╭─ The records

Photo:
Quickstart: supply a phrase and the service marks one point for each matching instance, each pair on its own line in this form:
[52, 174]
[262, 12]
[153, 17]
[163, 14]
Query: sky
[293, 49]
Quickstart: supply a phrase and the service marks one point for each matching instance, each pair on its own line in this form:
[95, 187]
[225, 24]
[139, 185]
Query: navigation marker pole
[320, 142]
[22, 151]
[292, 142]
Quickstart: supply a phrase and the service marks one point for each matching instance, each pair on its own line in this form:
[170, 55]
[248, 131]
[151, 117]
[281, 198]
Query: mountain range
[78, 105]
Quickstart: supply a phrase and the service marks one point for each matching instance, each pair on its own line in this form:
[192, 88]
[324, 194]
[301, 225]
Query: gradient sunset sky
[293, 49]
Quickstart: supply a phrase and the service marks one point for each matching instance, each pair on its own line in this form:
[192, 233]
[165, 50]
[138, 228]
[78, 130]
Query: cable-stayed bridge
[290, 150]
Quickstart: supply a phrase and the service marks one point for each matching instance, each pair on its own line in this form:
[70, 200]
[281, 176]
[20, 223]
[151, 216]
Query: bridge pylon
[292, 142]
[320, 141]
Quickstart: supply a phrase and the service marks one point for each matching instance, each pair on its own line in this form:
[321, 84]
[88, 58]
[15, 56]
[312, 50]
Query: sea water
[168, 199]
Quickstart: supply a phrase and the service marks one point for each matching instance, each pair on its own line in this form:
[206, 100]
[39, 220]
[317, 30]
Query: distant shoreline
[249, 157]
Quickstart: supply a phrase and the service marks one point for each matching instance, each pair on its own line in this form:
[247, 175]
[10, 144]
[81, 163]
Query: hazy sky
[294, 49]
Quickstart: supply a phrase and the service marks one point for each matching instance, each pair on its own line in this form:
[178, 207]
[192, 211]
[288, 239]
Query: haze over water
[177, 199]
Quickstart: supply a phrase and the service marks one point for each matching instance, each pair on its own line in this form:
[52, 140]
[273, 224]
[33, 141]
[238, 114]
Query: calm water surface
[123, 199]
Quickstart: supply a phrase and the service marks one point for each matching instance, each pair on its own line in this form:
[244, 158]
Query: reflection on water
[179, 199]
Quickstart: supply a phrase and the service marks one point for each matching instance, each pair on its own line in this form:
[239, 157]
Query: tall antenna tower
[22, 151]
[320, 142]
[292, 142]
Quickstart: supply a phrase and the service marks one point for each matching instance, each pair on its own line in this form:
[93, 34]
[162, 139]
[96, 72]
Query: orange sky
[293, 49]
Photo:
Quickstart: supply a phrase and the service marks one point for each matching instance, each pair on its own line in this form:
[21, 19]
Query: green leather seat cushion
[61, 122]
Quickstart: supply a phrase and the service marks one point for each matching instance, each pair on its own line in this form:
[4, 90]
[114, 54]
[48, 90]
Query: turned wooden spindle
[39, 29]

╰─

> **Work order**: Transcribe the entire listing above exactly.

> **Response area**:
Photo:
Quickstart: supply a phrase and the service marks one point for each matching instance, each pair on its own line in this form:
[52, 174]
[262, 12]
[153, 17]
[163, 14]
Query: sky
[293, 49]
Quickstart: supply a phrase and the service marks one point for each matching instance, each pair on its own line in this form:
[95, 187]
[225, 24]
[139, 185]
Query: navigation marker pole
[320, 142]
[22, 151]
[292, 142]
Quickstart: supply a phrase and the service marks one point for each matching instance, each pair on its own line in this form:
[170, 55]
[248, 131]
[151, 117]
[281, 198]
Query: mountain range
[78, 105]
Quickstart: supply a phrase and the service marks one point for each matching instance, each pair on its own line in this form:
[192, 88]
[324, 194]
[301, 225]
Query: gradient sunset sky
[293, 49]
Quickstart: supply a phrase and the service marks one point for each matching instance, each pair on its own line in this form:
[192, 233]
[165, 50]
[138, 228]
[78, 130]
Query: cable-stayed bridge
[290, 150]
Quickstart: supply a phrase and the service marks one point for each matching instance, each pair on its own line in this form:
[70, 200]
[281, 176]
[20, 223]
[151, 216]
Query: bridge pylon
[292, 142]
[320, 141]
Quickstart: supply a phrase and the service marks one point for each matching instance, each pair on its own line in this form:
[321, 84]
[88, 58]
[15, 56]
[312, 50]
Query: sea water
[168, 199]
Quickstart: supply a phrase and the service marks one point for each matching instance, each pair on its own line in this form:
[206, 100]
[39, 220]
[317, 30]
Query: distant shoreline
[249, 157]
Quickstart: supply a phrase and the service marks one point for each matching instance, each pair on its own line in this form:
[247, 175]
[10, 144]
[81, 163]
Query: hazy sky
[294, 49]
Quickstart: supply a phrase and the service marks one point for each matching instance, each pair on its own line in this form:
[178, 207]
[192, 211]
[288, 239]
Query: haze over water
[177, 199]
Quickstart: supply a phrase and the service marks one point for each matching instance, each pair on its own line in this form:
[52, 140]
[273, 224]
[33, 141]
[238, 114]
Query: calm water surface
[123, 199]
Quickstart: supply a phrase and the service marks one point for each matching instance, each pair on its own line in this form:
[244, 158]
Query: reflection on water
[179, 199]
Quickstart: supply a phrase and the service marks one point for each matching instance, each pair on its own line in this form:
[239, 157]
Query: tall antenna tower
[22, 151]
[320, 142]
[292, 142]
Quickstart: supply a phrase and the service marks one point for each matching instance, each pair on its own line in this form:
[93, 34]
[162, 139]
[96, 72]
Query: orange sky
[293, 49]
Photo:
Quickstart: supply a phrase and the service marks one point for each matching instance, each pair on its own line in this form:
[21, 19]
Query: green leather seat cushion
[61, 122]
Quickstart: supply a phrase and the service marks one point for each matching instance, each pair on its own line in this form:
[4, 90]
[114, 54]
[48, 90]
Query: turned wooden spindle
[39, 29]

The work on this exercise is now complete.